[Pointing dataset excerpts]
>>>

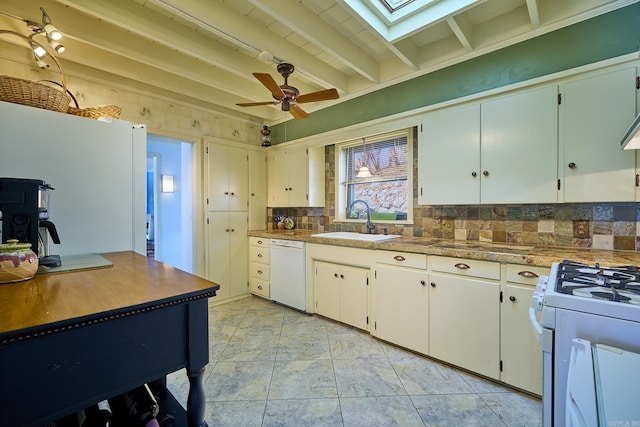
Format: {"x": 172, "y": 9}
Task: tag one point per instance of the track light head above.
{"x": 52, "y": 32}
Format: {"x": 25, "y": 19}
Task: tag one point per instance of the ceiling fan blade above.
{"x": 270, "y": 84}
{"x": 321, "y": 95}
{"x": 298, "y": 112}
{"x": 255, "y": 104}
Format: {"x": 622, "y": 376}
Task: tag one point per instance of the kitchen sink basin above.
{"x": 357, "y": 236}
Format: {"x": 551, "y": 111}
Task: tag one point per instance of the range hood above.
{"x": 631, "y": 139}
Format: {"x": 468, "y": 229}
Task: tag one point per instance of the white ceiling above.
{"x": 203, "y": 52}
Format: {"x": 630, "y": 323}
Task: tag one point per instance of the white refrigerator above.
{"x": 97, "y": 170}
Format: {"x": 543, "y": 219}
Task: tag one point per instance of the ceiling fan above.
{"x": 289, "y": 96}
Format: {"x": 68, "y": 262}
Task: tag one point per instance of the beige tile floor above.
{"x": 273, "y": 366}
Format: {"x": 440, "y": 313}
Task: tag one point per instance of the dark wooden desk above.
{"x": 69, "y": 340}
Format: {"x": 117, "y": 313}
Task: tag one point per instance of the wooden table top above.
{"x": 133, "y": 281}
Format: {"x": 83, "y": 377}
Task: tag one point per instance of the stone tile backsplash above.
{"x": 586, "y": 225}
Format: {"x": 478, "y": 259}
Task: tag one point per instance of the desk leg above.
{"x": 196, "y": 402}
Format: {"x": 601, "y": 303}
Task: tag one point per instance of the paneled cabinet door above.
{"x": 228, "y": 252}
{"x": 449, "y": 150}
{"x": 521, "y": 352}
{"x": 519, "y": 146}
{"x": 341, "y": 293}
{"x": 257, "y": 190}
{"x": 464, "y": 323}
{"x": 400, "y": 298}
{"x": 353, "y": 296}
{"x": 288, "y": 180}
{"x": 327, "y": 289}
{"x": 597, "y": 111}
{"x": 228, "y": 178}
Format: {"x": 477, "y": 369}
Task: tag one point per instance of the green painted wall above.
{"x": 607, "y": 36}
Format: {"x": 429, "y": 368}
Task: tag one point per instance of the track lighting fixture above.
{"x": 49, "y": 31}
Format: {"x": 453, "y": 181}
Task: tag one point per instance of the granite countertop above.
{"x": 542, "y": 256}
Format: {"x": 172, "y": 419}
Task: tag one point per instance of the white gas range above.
{"x": 590, "y": 335}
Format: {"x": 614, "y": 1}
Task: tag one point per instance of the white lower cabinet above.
{"x": 464, "y": 314}
{"x": 400, "y": 300}
{"x": 341, "y": 293}
{"x": 520, "y": 351}
{"x": 259, "y": 266}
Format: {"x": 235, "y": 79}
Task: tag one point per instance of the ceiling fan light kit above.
{"x": 288, "y": 96}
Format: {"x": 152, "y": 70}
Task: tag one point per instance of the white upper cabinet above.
{"x": 296, "y": 177}
{"x": 519, "y": 140}
{"x": 228, "y": 178}
{"x": 596, "y": 111}
{"x": 257, "y": 190}
{"x": 499, "y": 151}
{"x": 449, "y": 157}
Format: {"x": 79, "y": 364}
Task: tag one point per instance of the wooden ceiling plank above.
{"x": 299, "y": 18}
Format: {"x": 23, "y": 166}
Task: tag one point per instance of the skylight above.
{"x": 393, "y": 5}
{"x": 397, "y": 19}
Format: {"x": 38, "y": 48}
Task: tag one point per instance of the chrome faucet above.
{"x": 370, "y": 225}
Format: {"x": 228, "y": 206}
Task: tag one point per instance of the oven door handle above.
{"x": 537, "y": 327}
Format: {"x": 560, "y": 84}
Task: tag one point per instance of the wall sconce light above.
{"x": 168, "y": 184}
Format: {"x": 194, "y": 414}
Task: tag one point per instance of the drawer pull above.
{"x": 528, "y": 274}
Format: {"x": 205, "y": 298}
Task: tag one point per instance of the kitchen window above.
{"x": 387, "y": 190}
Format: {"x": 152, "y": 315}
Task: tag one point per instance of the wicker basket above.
{"x": 26, "y": 92}
{"x": 110, "y": 111}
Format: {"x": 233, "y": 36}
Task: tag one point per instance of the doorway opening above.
{"x": 170, "y": 211}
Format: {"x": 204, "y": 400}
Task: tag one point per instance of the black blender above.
{"x": 24, "y": 207}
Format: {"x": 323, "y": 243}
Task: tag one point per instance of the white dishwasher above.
{"x": 287, "y": 280}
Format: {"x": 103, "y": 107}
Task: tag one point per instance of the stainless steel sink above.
{"x": 357, "y": 236}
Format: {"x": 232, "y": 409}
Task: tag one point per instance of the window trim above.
{"x": 340, "y": 172}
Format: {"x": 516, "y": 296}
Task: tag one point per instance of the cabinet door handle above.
{"x": 528, "y": 274}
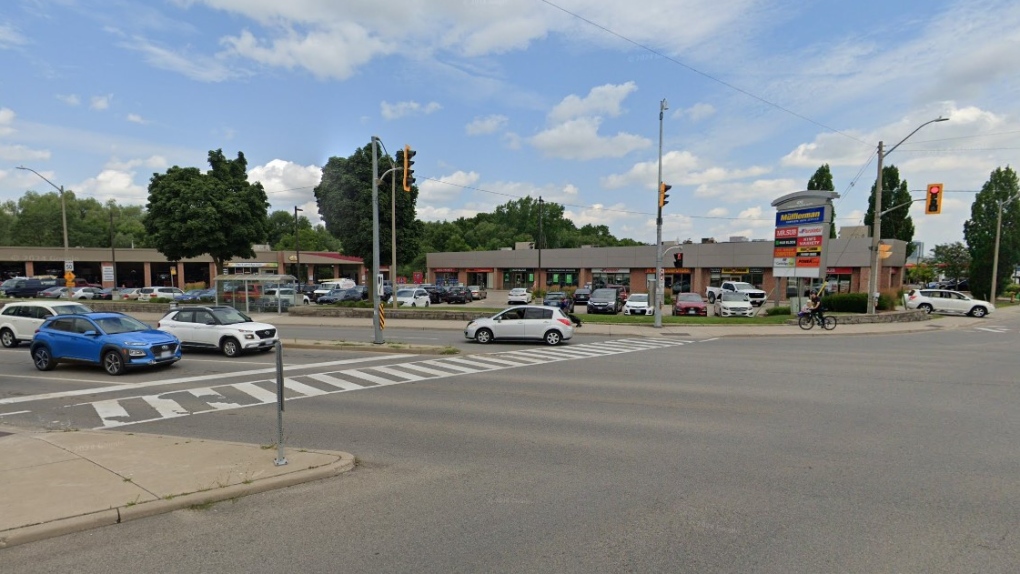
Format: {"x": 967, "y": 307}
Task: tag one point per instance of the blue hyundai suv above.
{"x": 113, "y": 341}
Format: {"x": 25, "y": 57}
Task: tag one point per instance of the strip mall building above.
{"x": 848, "y": 266}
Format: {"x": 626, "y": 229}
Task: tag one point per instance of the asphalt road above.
{"x": 807, "y": 454}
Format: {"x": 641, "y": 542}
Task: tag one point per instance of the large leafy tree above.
{"x": 219, "y": 212}
{"x": 979, "y": 231}
{"x": 822, "y": 180}
{"x": 345, "y": 202}
{"x": 953, "y": 259}
{"x": 898, "y": 223}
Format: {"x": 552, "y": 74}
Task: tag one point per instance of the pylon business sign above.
{"x": 802, "y": 229}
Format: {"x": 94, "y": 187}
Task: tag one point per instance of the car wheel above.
{"x": 483, "y": 336}
{"x": 113, "y": 364}
{"x": 7, "y": 338}
{"x": 553, "y": 337}
{"x": 231, "y": 347}
{"x": 43, "y": 359}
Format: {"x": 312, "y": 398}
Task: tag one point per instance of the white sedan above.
{"x": 638, "y": 305}
{"x": 412, "y": 298}
{"x": 518, "y": 296}
{"x": 733, "y": 304}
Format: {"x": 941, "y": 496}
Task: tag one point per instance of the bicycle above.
{"x": 807, "y": 321}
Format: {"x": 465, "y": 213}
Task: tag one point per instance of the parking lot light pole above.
{"x": 63, "y": 216}
{"x": 876, "y": 224}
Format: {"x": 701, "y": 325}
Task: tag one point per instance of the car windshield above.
{"x": 114, "y": 325}
{"x": 70, "y": 309}
{"x": 231, "y": 316}
{"x": 734, "y": 296}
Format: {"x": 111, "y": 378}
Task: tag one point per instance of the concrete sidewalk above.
{"x": 59, "y": 482}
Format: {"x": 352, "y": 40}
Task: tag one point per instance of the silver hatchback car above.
{"x": 528, "y": 322}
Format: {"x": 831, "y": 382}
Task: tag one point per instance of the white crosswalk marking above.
{"x": 117, "y": 412}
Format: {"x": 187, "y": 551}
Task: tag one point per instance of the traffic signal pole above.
{"x": 659, "y": 290}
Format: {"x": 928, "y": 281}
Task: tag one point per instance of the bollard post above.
{"x": 281, "y": 459}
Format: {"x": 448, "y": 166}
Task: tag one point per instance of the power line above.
{"x": 702, "y": 73}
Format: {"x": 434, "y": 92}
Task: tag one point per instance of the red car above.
{"x": 689, "y": 304}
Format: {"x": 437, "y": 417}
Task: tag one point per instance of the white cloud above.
{"x": 401, "y": 109}
{"x": 21, "y": 153}
{"x": 487, "y": 124}
{"x": 578, "y": 139}
{"x": 602, "y": 100}
{"x": 101, "y": 102}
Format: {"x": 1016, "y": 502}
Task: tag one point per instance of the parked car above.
{"x": 526, "y": 322}
{"x": 459, "y": 295}
{"x": 220, "y": 327}
{"x": 605, "y": 300}
{"x": 477, "y": 292}
{"x": 581, "y": 296}
{"x": 113, "y": 341}
{"x": 19, "y": 320}
{"x": 53, "y": 293}
{"x": 413, "y": 298}
{"x": 339, "y": 295}
{"x": 946, "y": 301}
{"x": 689, "y": 304}
{"x": 636, "y": 304}
{"x": 733, "y": 304}
{"x": 86, "y": 293}
{"x": 151, "y": 293}
{"x": 556, "y": 298}
{"x": 519, "y": 296}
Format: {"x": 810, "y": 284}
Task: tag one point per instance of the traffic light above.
{"x": 408, "y": 170}
{"x": 933, "y": 203}
{"x": 663, "y": 188}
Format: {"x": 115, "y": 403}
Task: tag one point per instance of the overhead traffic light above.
{"x": 663, "y": 188}
{"x": 408, "y": 170}
{"x": 933, "y": 202}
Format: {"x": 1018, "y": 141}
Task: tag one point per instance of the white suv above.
{"x": 219, "y": 327}
{"x": 945, "y": 301}
{"x": 18, "y": 321}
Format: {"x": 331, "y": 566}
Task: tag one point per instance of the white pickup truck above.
{"x": 757, "y": 296}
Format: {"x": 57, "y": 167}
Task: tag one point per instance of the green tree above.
{"x": 979, "y": 232}
{"x": 898, "y": 223}
{"x": 953, "y": 259}
{"x": 822, "y": 180}
{"x": 218, "y": 213}
{"x": 345, "y": 201}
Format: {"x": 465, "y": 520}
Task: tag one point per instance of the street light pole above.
{"x": 663, "y": 106}
{"x": 874, "y": 284}
{"x": 995, "y": 256}
{"x": 297, "y": 248}
{"x": 63, "y": 218}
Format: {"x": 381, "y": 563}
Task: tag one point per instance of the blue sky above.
{"x": 504, "y": 99}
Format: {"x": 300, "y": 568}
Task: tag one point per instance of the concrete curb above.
{"x": 344, "y": 463}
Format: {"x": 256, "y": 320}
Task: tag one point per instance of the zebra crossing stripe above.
{"x": 303, "y": 388}
{"x": 338, "y": 382}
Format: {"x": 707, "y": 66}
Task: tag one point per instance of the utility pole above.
{"x": 663, "y": 106}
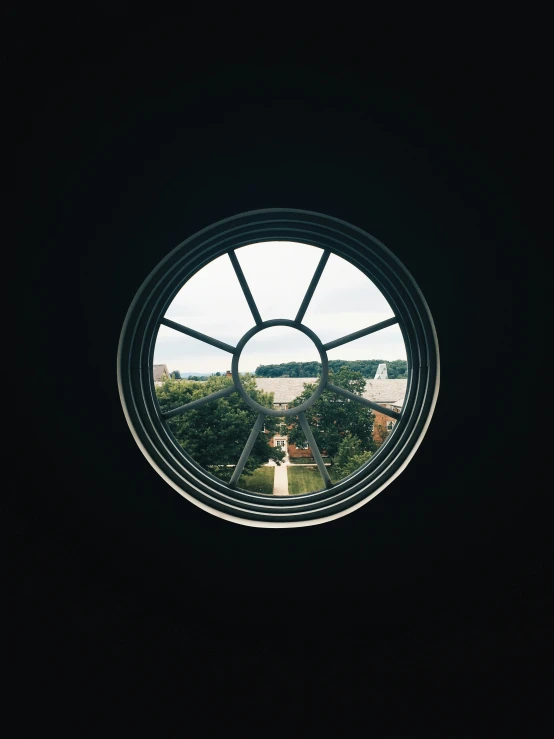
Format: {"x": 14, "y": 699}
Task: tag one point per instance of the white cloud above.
{"x": 278, "y": 274}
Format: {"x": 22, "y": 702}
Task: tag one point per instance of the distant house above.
{"x": 160, "y": 372}
{"x": 381, "y": 373}
{"x": 388, "y": 393}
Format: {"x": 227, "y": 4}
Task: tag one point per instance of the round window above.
{"x": 306, "y": 423}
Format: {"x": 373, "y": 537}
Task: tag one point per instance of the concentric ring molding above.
{"x": 136, "y": 383}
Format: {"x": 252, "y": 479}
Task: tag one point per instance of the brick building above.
{"x": 388, "y": 393}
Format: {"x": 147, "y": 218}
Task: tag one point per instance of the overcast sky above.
{"x": 278, "y": 274}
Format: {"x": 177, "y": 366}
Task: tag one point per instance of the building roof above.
{"x": 285, "y": 389}
{"x": 159, "y": 371}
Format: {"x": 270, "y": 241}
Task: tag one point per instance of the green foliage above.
{"x": 216, "y": 432}
{"x": 350, "y": 456}
{"x": 332, "y": 416}
{"x": 397, "y": 369}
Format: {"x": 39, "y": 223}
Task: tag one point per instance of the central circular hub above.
{"x": 287, "y": 345}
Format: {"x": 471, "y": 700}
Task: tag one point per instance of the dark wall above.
{"x": 127, "y": 148}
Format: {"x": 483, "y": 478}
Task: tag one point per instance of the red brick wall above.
{"x": 297, "y": 453}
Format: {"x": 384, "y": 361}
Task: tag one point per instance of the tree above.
{"x": 332, "y": 416}
{"x": 350, "y": 456}
{"x": 215, "y": 433}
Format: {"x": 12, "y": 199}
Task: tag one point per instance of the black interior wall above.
{"x": 123, "y": 152}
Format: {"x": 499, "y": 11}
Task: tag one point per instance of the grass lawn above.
{"x": 304, "y": 480}
{"x": 260, "y": 481}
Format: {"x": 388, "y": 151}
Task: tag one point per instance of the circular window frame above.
{"x": 146, "y": 314}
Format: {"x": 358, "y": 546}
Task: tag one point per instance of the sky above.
{"x": 278, "y": 274}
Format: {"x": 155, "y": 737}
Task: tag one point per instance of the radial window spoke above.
{"x": 363, "y": 401}
{"x": 258, "y": 426}
{"x": 313, "y": 284}
{"x": 201, "y": 401}
{"x": 359, "y": 334}
{"x": 315, "y": 449}
{"x": 198, "y": 335}
{"x": 245, "y": 289}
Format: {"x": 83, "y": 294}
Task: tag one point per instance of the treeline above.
{"x": 396, "y": 370}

<<<

Task instructions: Return every line of the records above that contains the word "kitchen", copied in full.

Result for this task:
Task: tag one point per instance of the kitchen sink basin above.
Task: tag one point per instance of the kitchen window above.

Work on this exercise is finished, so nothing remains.